Supplied passage —
By Jay Holmes

The basic relationship between Turkey and the US was founded on post-WWII Cold War realities. Since then, there has been a tug of war between Western-leaning Turkish political factions and pro-Islamist contingents. To understand current US-Turkey relations, we need to also understand the fundamental internal shifts that Turkish politics and society have undergone over time.

 

Canstock 2015 March Tug of War

 

Traditionally, Turkey and Russia have been imperial rivals since the 1700s. Conflicts between Turkish kingdoms and Russian kingdoms date back to ancient times and were originally a product of the location and size of these two empires.

In 1952, Turkey faced a hostile, nuclear-armed USSR, and it quickly made the decision to join NATO.

From the point of view of Europe, Turkey was the crossroads between Eastern and Western civilization. From NATO’s perspective, Turkey was vulnerable to attack by the numerically and technically superior forces of the USSR. Nonetheless, Turkey was a valuable ally for two critical reasons. First, because it allowed NATO to station air forces and nuclear missiles on the USSR’s southern border. Second, because Turkey sits astride the narrow Bosporus and Dardanelles Straits that separate the Black and Mediterranean Seas, respectively. This gave NATO forces a strong double “bottle cork” for containing Soviet naval forces in the Black Sea if war were to break out between the USSR and NATO.

 

Aerial view of Istanbul and the Bosphorus Strait, which connects the Black and Mediterranean Seas. Image by NASA, public domain.

Aerial view of Istanbul and the Bosphorus Strait, which connects the Black and Mediterranean Seas.
Image by NASA, public domain.

 

NATO membership also played a practical role in preventing Turkey and Greece from descending into armed conflict over their various territorial disagreements.

In 1974, Turkey invaded Cypress on the premise that it was protecting Turkish Cypriots from Greek oppression. That conflict stretched US-Turkey relations thin, but in the end, the larger issue of the Soviet military threat forced the Greeks and Turks to localize and limit their conflict.

In November of 1979, the Iranian Shia Islamic coup, followed by the invasion of the US Embassy in Tehran, had the side effect of forcing Sunni Muslim Turkey and the US to improve their relations. Then, when the Kurdish separatist PKK launched attacks in southeastern Turkey in 1984, it was an easy decision for the US to condemn the PKK as a terrorist group.

In 1987, Turkey took a major step toward the West by applying for European Economic Community membership. This was a clear and significant financial alignment with the West, and the minority Islamists in Turkey were solidly against the move.

Also in the late 1980s, concerns grew over Iraq’s use of chemical weapons against Iran and against its own citizens. The US and other Western nations became interested in the Kurdish minority in northern Iraq. The fact that NATO member Turkey was simultaneously fighting an internal war with the Kurdish PKK complicated US decisions to establish a relationship with Iraqi Kurds. The Iraqi Kurds had been some of the primary victims of Saddam Hussein’s chemical weapons. However, from the Turkish point of view, chemical weapons in Iraq were worrisome, but not quite as worrisome as the PKK.

Task list —
(A) Please write out the passage on US-Turkey relations between "In 1974, Turkey" and "against the move.", inclusive.
(B) Pick out every line in the records that contains the string "lamp".

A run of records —
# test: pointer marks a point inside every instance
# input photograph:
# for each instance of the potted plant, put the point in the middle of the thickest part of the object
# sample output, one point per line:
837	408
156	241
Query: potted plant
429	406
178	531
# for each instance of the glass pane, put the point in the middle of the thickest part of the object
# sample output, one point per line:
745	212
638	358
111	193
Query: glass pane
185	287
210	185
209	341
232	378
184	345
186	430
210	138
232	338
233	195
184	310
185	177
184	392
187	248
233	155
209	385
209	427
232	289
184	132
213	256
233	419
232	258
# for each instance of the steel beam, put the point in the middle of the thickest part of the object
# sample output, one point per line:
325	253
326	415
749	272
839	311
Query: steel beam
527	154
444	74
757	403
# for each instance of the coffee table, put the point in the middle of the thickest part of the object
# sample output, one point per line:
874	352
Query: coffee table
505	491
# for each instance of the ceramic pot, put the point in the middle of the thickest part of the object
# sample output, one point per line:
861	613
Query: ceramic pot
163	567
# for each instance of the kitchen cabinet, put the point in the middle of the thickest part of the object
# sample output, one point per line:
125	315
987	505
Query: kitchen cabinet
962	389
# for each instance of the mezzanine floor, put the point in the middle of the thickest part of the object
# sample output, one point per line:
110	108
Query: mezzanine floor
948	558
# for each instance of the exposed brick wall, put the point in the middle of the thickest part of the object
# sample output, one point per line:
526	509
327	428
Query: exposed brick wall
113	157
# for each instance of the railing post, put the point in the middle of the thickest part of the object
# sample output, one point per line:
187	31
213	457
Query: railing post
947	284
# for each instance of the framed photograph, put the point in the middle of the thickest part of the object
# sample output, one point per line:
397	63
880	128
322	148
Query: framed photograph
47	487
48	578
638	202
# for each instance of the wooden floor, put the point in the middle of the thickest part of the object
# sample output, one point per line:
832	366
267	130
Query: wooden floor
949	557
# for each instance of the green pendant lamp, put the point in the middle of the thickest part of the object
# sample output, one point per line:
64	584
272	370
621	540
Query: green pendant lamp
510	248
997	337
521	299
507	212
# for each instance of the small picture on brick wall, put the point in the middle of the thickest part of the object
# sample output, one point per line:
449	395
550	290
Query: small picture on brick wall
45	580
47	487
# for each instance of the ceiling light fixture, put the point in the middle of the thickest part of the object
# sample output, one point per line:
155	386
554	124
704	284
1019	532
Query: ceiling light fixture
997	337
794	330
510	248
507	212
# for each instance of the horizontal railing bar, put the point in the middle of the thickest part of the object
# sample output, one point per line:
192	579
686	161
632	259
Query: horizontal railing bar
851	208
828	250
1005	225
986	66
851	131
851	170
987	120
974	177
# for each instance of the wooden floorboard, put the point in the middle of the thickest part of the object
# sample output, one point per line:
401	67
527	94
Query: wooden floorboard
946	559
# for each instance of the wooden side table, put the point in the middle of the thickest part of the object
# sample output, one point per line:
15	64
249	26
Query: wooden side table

Full solutions —
(A)
In 1974, Turkey invaded Cypress on the premise that it was protecting Turkish Cypriots from Greek oppression. That conflict stretched US-Turkey relations thin, but in the end, the larger issue of the Soviet military threat forced the Greeks and Turks to localize and limit their conflict.

In November of 1979, the Iranian Shia Islamic coup, followed by the invasion of the US Embassy in Tehran, had the side effect of forcing Sunni Muslim Turkey and the US to improve their relations. Then, when the Kurdish separatist PKK launched attacks in southeastern Turkey in 1984, it was an easy decision for the US to condemn the PKK as a terrorist group.

In 1987, Turkey took a major step toward the West by applying for European Economic Community membership. This was a clear and significant financial alignment with the West, and the minority Islamists in Turkey were solidly against the move.

(B)
# for each instance of the green pendant lamp, put the point in the middle of the thickest part of the object
Query: green pendant lamp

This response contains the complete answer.